== Material provided
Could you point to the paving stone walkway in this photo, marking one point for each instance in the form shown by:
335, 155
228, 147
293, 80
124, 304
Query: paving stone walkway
====
=== Exercise goal ===
All of the entries must be written out exactly as they stand.

=== Answer box ===
Could you point to the paving stone walkway in this photo, marking one point for each instance in the form shown by:
335, 155
228, 147
293, 80
124, 304
Query: paving stone walkway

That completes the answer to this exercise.